Goal of the exercise »
Reproduce the records below word for word, from their first line through the line that contains "156 139 L 158". Leave the pictures out of your copy.

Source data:

== == ==

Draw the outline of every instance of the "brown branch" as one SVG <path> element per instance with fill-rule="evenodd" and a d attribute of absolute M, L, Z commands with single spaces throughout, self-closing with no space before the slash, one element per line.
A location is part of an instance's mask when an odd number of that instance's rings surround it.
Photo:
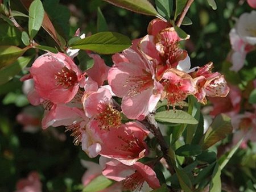
<path fill-rule="evenodd" d="M 193 3 L 193 1 L 194 0 L 188 0 L 188 2 L 187 2 L 186 5 L 185 6 L 185 7 L 184 7 L 183 10 L 181 11 L 181 13 L 179 16 L 179 18 L 175 23 L 175 24 L 179 27 L 180 27 L 180 25 L 181 24 L 182 22 L 187 14 L 187 12 L 188 12 L 190 6 L 191 6 L 191 4 Z"/>
<path fill-rule="evenodd" d="M 156 139 L 158 140 L 160 147 L 161 148 L 161 151 L 163 152 L 163 156 L 166 161 L 168 165 L 168 170 L 172 174 L 174 174 L 175 172 L 172 167 L 171 158 L 168 156 L 169 152 L 169 147 L 167 144 L 164 141 L 164 138 L 162 135 L 161 131 L 160 131 L 157 123 L 155 120 L 155 117 L 154 115 L 148 115 L 146 120 L 141 122 L 143 124 L 144 124 L 150 131 L 151 131 L 152 133 L 155 135 Z"/>

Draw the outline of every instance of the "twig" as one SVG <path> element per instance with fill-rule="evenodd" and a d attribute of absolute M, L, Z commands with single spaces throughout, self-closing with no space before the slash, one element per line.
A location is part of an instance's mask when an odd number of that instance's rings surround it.
<path fill-rule="evenodd" d="M 158 140 L 161 151 L 163 152 L 163 156 L 166 161 L 168 165 L 168 170 L 172 174 L 174 174 L 175 172 L 172 168 L 171 158 L 168 156 L 169 147 L 164 141 L 164 139 L 162 135 L 162 133 L 157 125 L 157 123 L 155 120 L 154 115 L 148 115 L 146 120 L 142 121 L 142 122 L 146 126 L 146 127 L 153 133 Z"/>
<path fill-rule="evenodd" d="M 194 0 L 188 0 L 185 7 L 184 7 L 183 10 L 181 11 L 181 13 L 179 16 L 179 18 L 175 23 L 175 24 L 179 27 L 180 27 L 180 25 L 181 24 L 182 22 L 187 14 L 187 12 L 188 12 L 190 6 L 191 6 L 191 4 L 193 1 Z"/>

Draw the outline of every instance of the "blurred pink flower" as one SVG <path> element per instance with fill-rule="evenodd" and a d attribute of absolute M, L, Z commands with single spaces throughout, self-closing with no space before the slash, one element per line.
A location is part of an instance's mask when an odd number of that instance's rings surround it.
<path fill-rule="evenodd" d="M 229 92 L 224 76 L 218 72 L 212 73 L 213 68 L 213 63 L 209 62 L 191 73 L 197 89 L 195 96 L 203 104 L 207 103 L 205 96 L 225 97 Z"/>
<path fill-rule="evenodd" d="M 152 168 L 140 162 L 127 166 L 117 161 L 112 160 L 106 164 L 102 174 L 106 177 L 117 181 L 122 181 L 123 190 L 150 191 L 160 187 L 159 181 Z M 149 185 L 151 190 L 144 191 L 144 185 Z"/>
<path fill-rule="evenodd" d="M 16 184 L 15 192 L 41 192 L 42 183 L 36 172 L 31 172 L 27 178 L 19 180 Z"/>

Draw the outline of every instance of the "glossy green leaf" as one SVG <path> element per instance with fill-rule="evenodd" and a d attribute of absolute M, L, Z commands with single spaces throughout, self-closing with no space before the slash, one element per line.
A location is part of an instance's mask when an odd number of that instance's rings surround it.
<path fill-rule="evenodd" d="M 181 30 L 181 28 L 180 28 L 180 27 L 175 26 L 174 29 L 180 38 L 185 39 L 188 37 L 188 34 L 187 34 L 186 32 Z"/>
<path fill-rule="evenodd" d="M 16 27 L 0 23 L 0 45 L 18 46 L 21 44 L 21 32 Z"/>
<path fill-rule="evenodd" d="M 237 143 L 236 145 L 232 147 L 232 148 L 228 151 L 226 153 L 223 155 L 221 157 L 218 159 L 218 162 L 220 165 L 220 168 L 221 170 L 222 170 L 226 164 L 229 161 L 231 157 L 233 156 L 233 155 L 236 153 L 237 150 L 238 149 L 241 144 L 242 143 L 243 140 L 243 137 Z"/>
<path fill-rule="evenodd" d="M 202 153 L 202 149 L 199 145 L 185 144 L 175 151 L 176 155 L 179 156 L 195 156 Z"/>
<path fill-rule="evenodd" d="M 225 139 L 232 132 L 230 119 L 224 114 L 217 116 L 200 142 L 203 150 Z"/>
<path fill-rule="evenodd" d="M 101 32 L 71 45 L 73 49 L 91 50 L 101 54 L 113 54 L 131 45 L 126 36 L 114 32 Z"/>
<path fill-rule="evenodd" d="M 27 15 L 23 12 L 18 11 L 11 11 L 11 16 L 23 16 L 23 17 L 26 17 L 29 18 L 28 15 Z"/>
<path fill-rule="evenodd" d="M 98 32 L 109 31 L 109 28 L 108 27 L 108 24 L 106 23 L 106 19 L 104 17 L 104 15 L 103 15 L 102 12 L 101 12 L 101 9 L 100 7 L 98 7 L 97 14 L 97 29 Z"/>
<path fill-rule="evenodd" d="M 0 69 L 14 62 L 27 49 L 15 46 L 0 46 Z"/>
<path fill-rule="evenodd" d="M 172 12 L 173 0 L 155 0 L 155 5 L 159 14 L 169 20 Z"/>
<path fill-rule="evenodd" d="M 147 0 L 104 0 L 117 6 L 142 14 L 156 16 L 158 14 Z"/>
<path fill-rule="evenodd" d="M 30 44 L 30 37 L 26 31 L 22 31 L 22 43 L 26 46 Z"/>
<path fill-rule="evenodd" d="M 34 0 L 28 11 L 28 34 L 32 39 L 39 31 L 44 19 L 44 11 L 40 0 Z"/>
<path fill-rule="evenodd" d="M 11 80 L 19 73 L 31 60 L 32 56 L 20 57 L 11 65 L 0 70 L 0 85 Z"/>
<path fill-rule="evenodd" d="M 189 18 L 187 17 L 187 16 L 185 16 L 183 20 L 182 21 L 181 24 L 183 24 L 183 26 L 189 26 L 192 24 L 193 22 L 191 19 L 190 19 Z"/>
<path fill-rule="evenodd" d="M 157 112 L 155 120 L 160 122 L 174 123 L 197 124 L 197 120 L 187 112 L 182 110 L 168 110 Z"/>
<path fill-rule="evenodd" d="M 217 5 L 214 0 L 207 0 L 207 2 L 213 10 L 216 10 L 217 9 Z"/>
<path fill-rule="evenodd" d="M 100 176 L 93 180 L 84 188 L 82 192 L 96 192 L 106 189 L 112 183 L 112 181 L 104 176 Z"/>
<path fill-rule="evenodd" d="M 251 104 L 256 104 L 256 89 L 251 91 L 249 98 L 249 102 Z"/>
<path fill-rule="evenodd" d="M 150 192 L 166 192 L 168 191 L 169 190 L 167 187 L 167 186 L 166 184 L 164 184 L 161 186 L 160 188 L 153 190 L 152 191 L 151 191 Z"/>
<path fill-rule="evenodd" d="M 176 20 L 179 15 L 180 14 L 184 7 L 185 7 L 187 1 L 187 0 L 176 0 L 176 7 L 175 14 L 174 14 L 174 20 Z"/>
<path fill-rule="evenodd" d="M 221 170 L 217 163 L 213 170 L 213 177 L 210 182 L 209 192 L 221 192 Z"/>
<path fill-rule="evenodd" d="M 38 49 L 50 52 L 53 53 L 57 53 L 58 51 L 53 47 L 49 47 L 49 46 L 44 46 L 44 45 L 36 45 L 35 47 Z"/>

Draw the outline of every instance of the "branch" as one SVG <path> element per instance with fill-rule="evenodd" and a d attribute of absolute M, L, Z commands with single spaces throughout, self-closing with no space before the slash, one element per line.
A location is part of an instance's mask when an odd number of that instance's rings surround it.
<path fill-rule="evenodd" d="M 181 24 L 182 22 L 187 14 L 187 12 L 188 12 L 190 6 L 191 6 L 191 4 L 193 3 L 193 1 L 194 0 L 188 0 L 188 2 L 187 2 L 186 5 L 185 6 L 185 7 L 184 7 L 183 10 L 181 11 L 181 13 L 179 16 L 178 19 L 176 20 L 175 23 L 175 24 L 179 27 L 180 27 L 180 25 Z"/>
<path fill-rule="evenodd" d="M 164 141 L 164 138 L 158 128 L 154 116 L 152 114 L 150 114 L 147 116 L 146 120 L 142 122 L 148 128 L 149 130 L 151 131 L 156 137 L 161 147 L 161 151 L 163 152 L 163 157 L 168 164 L 168 170 L 172 174 L 174 174 L 175 172 L 172 168 L 171 158 L 168 156 L 169 147 Z"/>

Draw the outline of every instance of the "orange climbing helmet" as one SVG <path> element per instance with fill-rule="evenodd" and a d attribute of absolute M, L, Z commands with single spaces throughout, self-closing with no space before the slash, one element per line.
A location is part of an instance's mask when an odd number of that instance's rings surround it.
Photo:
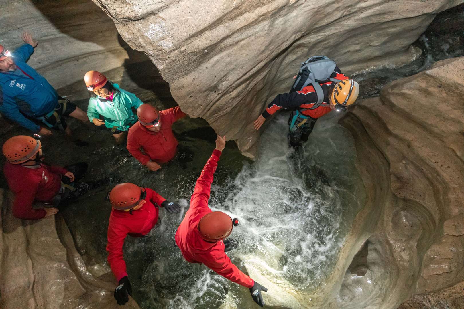
<path fill-rule="evenodd" d="M 37 154 L 41 146 L 38 139 L 27 135 L 18 135 L 5 142 L 2 150 L 8 162 L 19 164 Z"/>
<path fill-rule="evenodd" d="M 140 123 L 147 128 L 156 127 L 160 125 L 160 114 L 154 107 L 150 104 L 142 104 L 137 109 L 137 116 Z"/>
<path fill-rule="evenodd" d="M 147 192 L 136 184 L 124 183 L 115 186 L 108 196 L 113 208 L 128 211 L 145 199 Z"/>
<path fill-rule="evenodd" d="M 359 94 L 359 84 L 351 78 L 337 82 L 330 95 L 329 101 L 337 111 L 346 111 L 346 107 L 354 103 Z"/>
<path fill-rule="evenodd" d="M 213 211 L 205 214 L 198 223 L 200 237 L 206 241 L 216 242 L 226 238 L 232 233 L 233 227 L 238 225 L 238 220 L 233 220 L 222 211 Z"/>
<path fill-rule="evenodd" d="M 0 44 L 0 61 L 11 56 L 11 53 L 10 51 L 6 50 L 3 45 Z"/>
<path fill-rule="evenodd" d="M 89 91 L 98 90 L 106 84 L 106 76 L 98 71 L 89 71 L 84 76 L 84 81 Z"/>

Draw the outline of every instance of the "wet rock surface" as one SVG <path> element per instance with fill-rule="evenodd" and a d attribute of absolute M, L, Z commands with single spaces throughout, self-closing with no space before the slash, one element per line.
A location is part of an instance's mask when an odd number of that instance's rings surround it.
<path fill-rule="evenodd" d="M 112 309 L 113 284 L 92 276 L 61 215 L 13 216 L 13 196 L 0 189 L 0 307 L 4 309 Z M 124 307 L 139 308 L 132 299 Z"/>
<path fill-rule="evenodd" d="M 358 159 L 369 151 L 381 154 L 378 166 L 368 173 L 386 176 L 383 185 L 391 193 L 384 203 L 371 206 L 382 209 L 376 227 L 365 235 L 370 242 L 367 275 L 347 271 L 341 291 L 354 285 L 359 290 L 340 297 L 340 308 L 376 302 L 375 308 L 395 308 L 412 294 L 464 278 L 464 108 L 452 103 L 464 91 L 463 71 L 464 57 L 439 61 L 389 84 L 380 97 L 361 101 L 342 121 L 359 145 Z M 386 164 L 387 169 L 380 168 Z M 445 294 L 431 297 L 440 295 Z M 348 300 L 357 304 L 350 306 Z"/>
<path fill-rule="evenodd" d="M 183 110 L 252 158 L 259 137 L 253 121 L 288 91 L 308 57 L 329 55 L 348 75 L 408 62 L 419 53 L 410 45 L 435 14 L 462 3 L 94 1 L 156 64 Z"/>

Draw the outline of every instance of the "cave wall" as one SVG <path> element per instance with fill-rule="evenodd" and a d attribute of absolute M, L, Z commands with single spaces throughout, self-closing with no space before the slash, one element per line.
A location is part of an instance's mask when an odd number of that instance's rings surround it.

== == ==

Written response »
Draw the outline of every instance of the "brown branch" as one SVG <path> element per instance with fill-rule="evenodd" and a d attribute of absolute M, L, Z commands with single spaces throughout, self-closing with no space before the slash, one element per line.
A location is part of an instance's mask when an odd number of that instance's rings surround it.
Photo:
<path fill-rule="evenodd" d="M 193 3 L 193 1 L 194 0 L 188 0 L 188 2 L 187 2 L 186 5 L 185 6 L 185 7 L 184 7 L 183 10 L 181 11 L 181 13 L 179 16 L 179 18 L 175 23 L 175 24 L 179 27 L 180 27 L 180 25 L 181 24 L 182 22 L 187 14 L 187 12 L 188 12 L 190 6 L 191 6 L 191 4 Z"/>
<path fill-rule="evenodd" d="M 156 139 L 158 140 L 160 147 L 161 148 L 161 151 L 163 152 L 163 156 L 166 161 L 168 165 L 168 170 L 172 174 L 174 174 L 175 172 L 172 167 L 171 158 L 168 156 L 169 152 L 169 147 L 167 144 L 164 141 L 164 138 L 162 135 L 161 131 L 160 131 L 157 123 L 155 120 L 155 117 L 154 115 L 148 115 L 146 120 L 141 122 L 143 124 L 144 124 L 150 131 L 151 131 L 152 133 L 155 135 Z"/>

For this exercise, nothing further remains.